──────── TASK INPUT

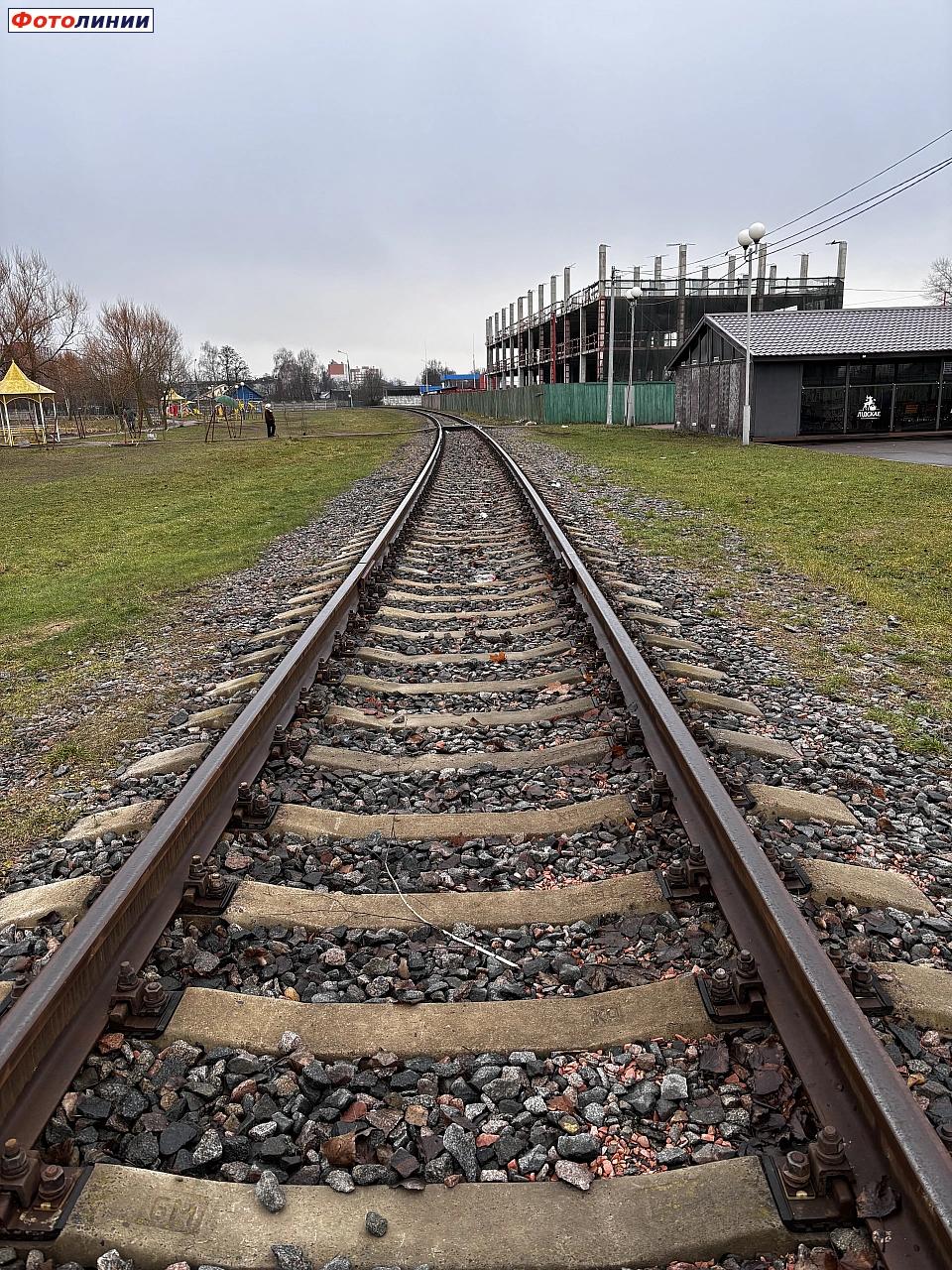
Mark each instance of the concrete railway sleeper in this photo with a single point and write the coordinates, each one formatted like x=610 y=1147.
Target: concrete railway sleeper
x=453 y=897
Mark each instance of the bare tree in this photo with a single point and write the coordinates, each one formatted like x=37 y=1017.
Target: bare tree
x=309 y=372
x=140 y=354
x=40 y=316
x=209 y=363
x=938 y=284
x=234 y=367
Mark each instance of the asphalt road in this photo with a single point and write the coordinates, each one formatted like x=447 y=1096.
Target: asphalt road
x=919 y=449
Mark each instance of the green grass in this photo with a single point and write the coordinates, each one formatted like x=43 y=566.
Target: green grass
x=96 y=536
x=878 y=532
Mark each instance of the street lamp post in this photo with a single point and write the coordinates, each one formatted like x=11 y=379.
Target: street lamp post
x=634 y=295
x=349 y=385
x=748 y=240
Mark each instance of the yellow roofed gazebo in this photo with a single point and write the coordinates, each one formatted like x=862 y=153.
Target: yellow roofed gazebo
x=14 y=386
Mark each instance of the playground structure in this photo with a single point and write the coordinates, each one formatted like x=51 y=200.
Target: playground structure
x=16 y=386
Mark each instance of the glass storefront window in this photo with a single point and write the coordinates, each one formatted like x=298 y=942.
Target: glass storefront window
x=919 y=372
x=821 y=411
x=870 y=408
x=916 y=405
x=824 y=373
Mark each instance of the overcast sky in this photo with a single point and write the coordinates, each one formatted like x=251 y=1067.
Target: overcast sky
x=379 y=176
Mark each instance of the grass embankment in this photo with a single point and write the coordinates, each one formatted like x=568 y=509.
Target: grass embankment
x=95 y=535
x=878 y=532
x=98 y=540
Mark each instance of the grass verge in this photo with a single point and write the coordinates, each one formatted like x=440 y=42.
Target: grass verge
x=96 y=535
x=878 y=532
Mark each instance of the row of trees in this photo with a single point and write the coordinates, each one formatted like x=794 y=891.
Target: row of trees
x=127 y=356
x=131 y=356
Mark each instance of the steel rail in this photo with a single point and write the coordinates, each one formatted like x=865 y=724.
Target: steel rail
x=48 y=1034
x=846 y=1070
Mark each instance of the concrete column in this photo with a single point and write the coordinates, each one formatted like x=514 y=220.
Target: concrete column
x=682 y=290
x=520 y=367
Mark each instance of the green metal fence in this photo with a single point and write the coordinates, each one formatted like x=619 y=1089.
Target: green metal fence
x=563 y=403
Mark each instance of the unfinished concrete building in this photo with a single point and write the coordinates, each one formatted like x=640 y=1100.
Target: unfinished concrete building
x=567 y=340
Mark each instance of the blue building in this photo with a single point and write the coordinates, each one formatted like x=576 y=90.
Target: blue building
x=246 y=397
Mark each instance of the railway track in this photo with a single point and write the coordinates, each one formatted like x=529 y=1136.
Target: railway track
x=456 y=897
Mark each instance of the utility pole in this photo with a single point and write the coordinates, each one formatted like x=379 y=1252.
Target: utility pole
x=748 y=240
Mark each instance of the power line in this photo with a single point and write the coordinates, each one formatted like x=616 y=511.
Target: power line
x=853 y=189
x=828 y=203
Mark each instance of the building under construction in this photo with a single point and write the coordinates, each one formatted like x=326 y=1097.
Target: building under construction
x=567 y=340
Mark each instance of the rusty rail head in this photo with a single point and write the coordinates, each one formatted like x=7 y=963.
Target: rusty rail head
x=48 y=1033
x=842 y=1062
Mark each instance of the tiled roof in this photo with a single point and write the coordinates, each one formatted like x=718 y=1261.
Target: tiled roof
x=841 y=331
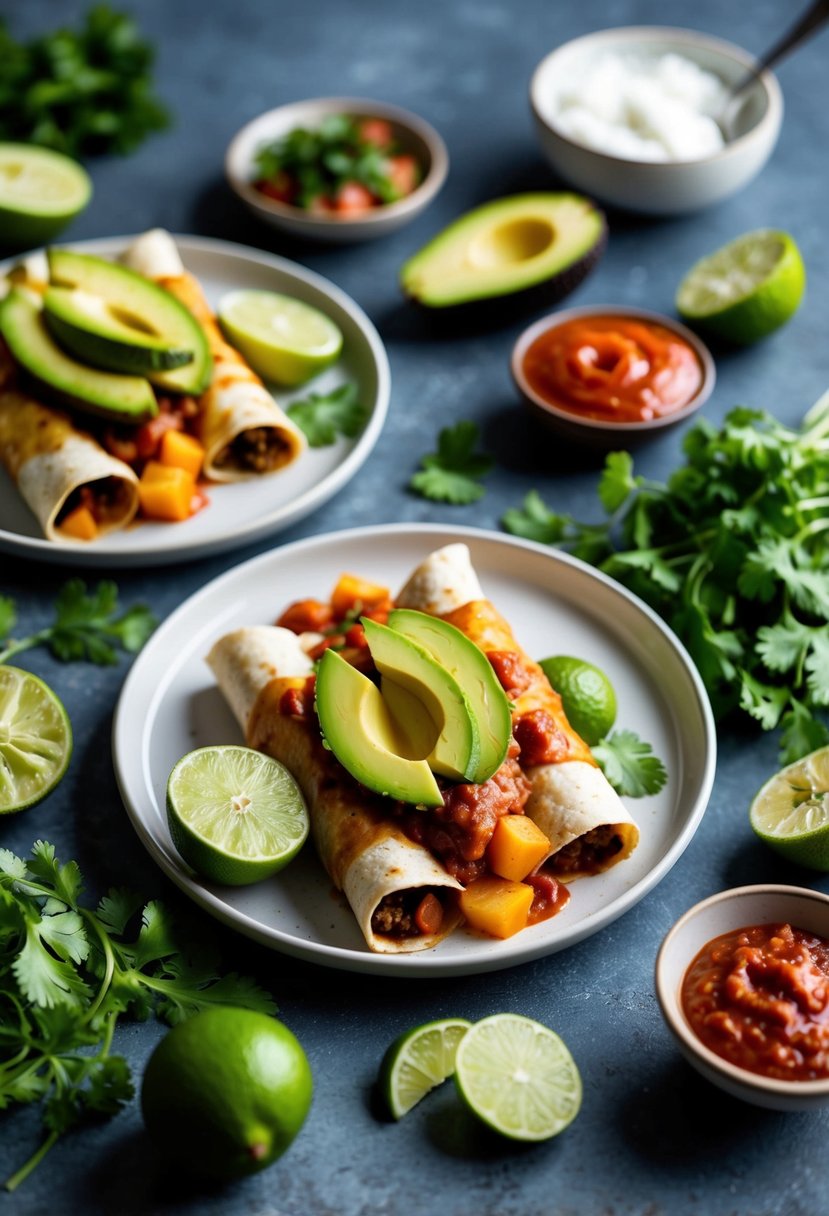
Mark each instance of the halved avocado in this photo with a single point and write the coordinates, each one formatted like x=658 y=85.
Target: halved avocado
x=119 y=398
x=542 y=243
x=464 y=660
x=130 y=303
x=400 y=660
x=365 y=738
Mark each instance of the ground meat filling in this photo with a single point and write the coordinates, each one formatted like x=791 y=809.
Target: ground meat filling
x=257 y=450
x=586 y=853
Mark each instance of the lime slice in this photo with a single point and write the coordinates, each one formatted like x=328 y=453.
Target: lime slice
x=791 y=811
x=283 y=339
x=518 y=1076
x=35 y=739
x=587 y=696
x=235 y=815
x=419 y=1060
x=40 y=191
x=746 y=290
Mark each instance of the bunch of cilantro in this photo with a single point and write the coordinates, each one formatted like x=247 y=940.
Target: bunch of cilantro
x=68 y=974
x=80 y=91
x=733 y=552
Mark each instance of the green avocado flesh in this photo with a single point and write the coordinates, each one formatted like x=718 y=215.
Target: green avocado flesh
x=471 y=668
x=120 y=398
x=365 y=738
x=111 y=315
x=400 y=660
x=506 y=247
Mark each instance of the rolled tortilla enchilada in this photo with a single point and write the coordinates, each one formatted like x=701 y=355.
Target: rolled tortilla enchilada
x=73 y=487
x=571 y=801
x=244 y=433
x=264 y=674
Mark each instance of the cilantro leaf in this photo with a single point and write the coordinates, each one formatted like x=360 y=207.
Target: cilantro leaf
x=630 y=765
x=323 y=416
x=451 y=474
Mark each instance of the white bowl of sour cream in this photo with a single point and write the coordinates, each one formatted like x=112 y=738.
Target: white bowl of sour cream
x=631 y=117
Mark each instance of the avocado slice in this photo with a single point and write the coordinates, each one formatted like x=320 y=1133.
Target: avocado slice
x=88 y=327
x=400 y=660
x=524 y=245
x=119 y=398
x=365 y=738
x=129 y=304
x=468 y=664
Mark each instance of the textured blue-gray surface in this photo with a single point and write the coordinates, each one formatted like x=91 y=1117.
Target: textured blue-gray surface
x=652 y=1137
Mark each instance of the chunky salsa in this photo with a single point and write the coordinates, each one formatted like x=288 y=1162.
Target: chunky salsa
x=759 y=997
x=613 y=369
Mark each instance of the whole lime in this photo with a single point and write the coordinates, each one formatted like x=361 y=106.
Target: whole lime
x=587 y=696
x=225 y=1093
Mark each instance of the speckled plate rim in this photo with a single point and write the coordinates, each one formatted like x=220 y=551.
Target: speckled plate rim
x=162 y=670
x=260 y=508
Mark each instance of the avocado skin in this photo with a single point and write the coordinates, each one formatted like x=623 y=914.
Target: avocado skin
x=128 y=399
x=508 y=303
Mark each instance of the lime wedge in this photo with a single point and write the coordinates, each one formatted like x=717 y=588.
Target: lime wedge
x=283 y=339
x=235 y=815
x=518 y=1077
x=35 y=739
x=791 y=811
x=746 y=290
x=419 y=1060
x=40 y=191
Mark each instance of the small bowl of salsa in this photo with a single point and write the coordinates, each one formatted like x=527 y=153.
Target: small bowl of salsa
x=743 y=984
x=609 y=375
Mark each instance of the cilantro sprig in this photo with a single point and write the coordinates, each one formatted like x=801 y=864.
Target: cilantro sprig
x=86 y=625
x=68 y=974
x=733 y=552
x=323 y=416
x=452 y=473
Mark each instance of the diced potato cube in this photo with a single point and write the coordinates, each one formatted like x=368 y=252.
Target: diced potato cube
x=496 y=906
x=517 y=846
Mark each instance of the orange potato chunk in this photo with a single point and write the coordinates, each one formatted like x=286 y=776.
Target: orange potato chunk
x=351 y=590
x=167 y=493
x=79 y=524
x=517 y=846
x=180 y=450
x=496 y=906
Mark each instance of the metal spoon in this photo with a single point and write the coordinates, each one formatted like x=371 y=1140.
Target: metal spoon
x=815 y=17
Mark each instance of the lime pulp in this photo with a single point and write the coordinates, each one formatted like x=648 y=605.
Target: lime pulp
x=790 y=814
x=236 y=815
x=745 y=290
x=518 y=1076
x=283 y=339
x=418 y=1060
x=35 y=739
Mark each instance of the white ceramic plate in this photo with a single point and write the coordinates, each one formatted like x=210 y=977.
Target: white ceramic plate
x=247 y=511
x=556 y=606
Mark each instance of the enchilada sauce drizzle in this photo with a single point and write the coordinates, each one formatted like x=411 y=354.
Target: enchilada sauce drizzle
x=759 y=997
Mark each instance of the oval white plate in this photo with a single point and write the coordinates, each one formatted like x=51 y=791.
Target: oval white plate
x=247 y=511
x=556 y=606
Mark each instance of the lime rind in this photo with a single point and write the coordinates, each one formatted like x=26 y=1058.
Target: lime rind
x=418 y=1060
x=518 y=1076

────────────────

*WHAT YOU ARE ASKED TO DO*:
Copy the entries from their start through the line containing "x=824 y=373", including both ends, and leave the pictures out of your answer.

*WRITTEN RESPONSE*:
Mark each instance of the concrete railway sleeper in this photo with a single point and write the coordinates, each one formatted like x=610 y=1147.
Target: concrete railway sleeper
x=453 y=897
Mark each instance of the bare tree in this photo with a single point and write the coordinates, each one formatted like x=37 y=1017.
Target: bare tree
x=309 y=372
x=140 y=354
x=40 y=316
x=209 y=363
x=938 y=284
x=234 y=367
Mark each instance of the asphalt road in this photo with a single point and write the coordinates, each one formatted like x=447 y=1096.
Target: asphalt road
x=919 y=449
Mark each instance of the green grass in this photo with a single point and write the coordinates, each one formatted like x=43 y=566.
Target: green grass
x=96 y=536
x=878 y=532
Mark each instance of the street lamp post in this photo with a single point and write the coordinates, each one formatted like x=11 y=379.
Target: street lamp post
x=634 y=295
x=349 y=385
x=748 y=240
Mark each instance of the yellow roofed gazebo in this photo with a single point and write the coordinates, each one formatted like x=862 y=153.
Target: yellow roofed gazebo
x=14 y=386
Mark each instance of the playground structure in this photo with a single point and write the coordinates, each one formatted like x=51 y=200.
Target: playground structure
x=16 y=386
Mark each instance of the glass storefront window in this photo with a single point and write the coordinates, each one formatted like x=298 y=942.
Target: glass storefront window
x=919 y=372
x=821 y=411
x=870 y=408
x=916 y=405
x=824 y=373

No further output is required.